***** Ausgewählter Ausschnitt *****

Zu ihnen gehörte der jüngere Bruder Max Webers, Alfred, der 1907 in Heidelberg einen Lehrstuhl für Nationalökonomie erhielt. Alfred Weber war für die Entwicklung der Wirtschafts- und Sozialgeschichte ein Glücksfall, da er ökonomische Expertise mit einem ausgeprägten, auch politischen Interesse an gesellschaftlichen Entwicklungen verband. Dies schlug sich ab 1926 in einem Doppellehrstuhl nieder – Alfred Weber wurde zusätzlich Ordinarius für Soziologie. Bereits zwei Jahre zuvor hatte er die Umbenennung des Volkswirtschaftlichen Seminars in „Institut für Sozial- und Staatswissenschaften“ erreicht, was die neue wissenschaftliche Ausrichtung widerspiegelte. An diesem Institut und seinen Forschungsgebieten lässt sich die Ausdifferenzierung der klassischen Staats- und Kameralwissenschaften in die wirtschafts- und sozialwissenschaftlichen Teilfächer nachvollziehen.


Ein wichtiger Schritt auf dem Weg zu einer eigenständigen Wirtschafts- und Sozialgeschichte war getan, auch wenn die Entwicklung in der Zeit des Nationalsozialismus unterbrochen wurde. Um einer Entlassung zuvorzukommen, schied Alfred Weber 1933 freiwillig aus dem Lehramt aus. Die bestehenden Institute für Sozial- und Staatswissenschaften, Zeitungswesen, Dolmetschen, Volkswirtschaftslehre und Statistik wurden gleichgeschaltet. Ein Erlass des Badischen Kultusministeriums stellte sie unter dem Dach der Staats- und Wirtschaftswissenschaftlichen Fakultät in den Dienst der nationalsozialistischen Ideologie. Sowohl hier als auch im Historischen Seminar entstanden Institute, deren Aufgaben vor allem propagandistischer Natur waren.

***** Bereitgestelltes Material *****

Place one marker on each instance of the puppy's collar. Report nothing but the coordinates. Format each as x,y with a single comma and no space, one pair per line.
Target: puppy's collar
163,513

*****

## [Aufgabenstellung]
Prüfe, ob die folgenden Aussagen mit dem ausgewählten Ausschnitt übereinstimmen. Antworte jeweils mit Ja oder Nein und zitiere wörtlich die entscheidenden Worte des Ausschnitts.
1. Alfred Weber bekam 1907 in Heidelberg einen Lehrstuhl für Nationalökonomie.
2. Alfred Weber wurde 1933 aus dem Lehramt entlassen.
3. Das Volkswirtschaftliche Seminar wurde erst nach der Einrichtung des Doppellehrstuhls umbenannt.

## [Ergebnis der Aufgabe]
1. Ja: „der 1907 in Heidelberg einen Lehrstuhl für Nationalökonomie erhielt“
2. Nein: „Um einer Entlassung zuvorzukommen, schied Alfred Weber 1933 freiwillig aus dem Lehramt aus.“
3. Nein: „Bereits zwei Jahre zuvor hatte er die Umbenennung des Volkswirtschaftlichen Seminars“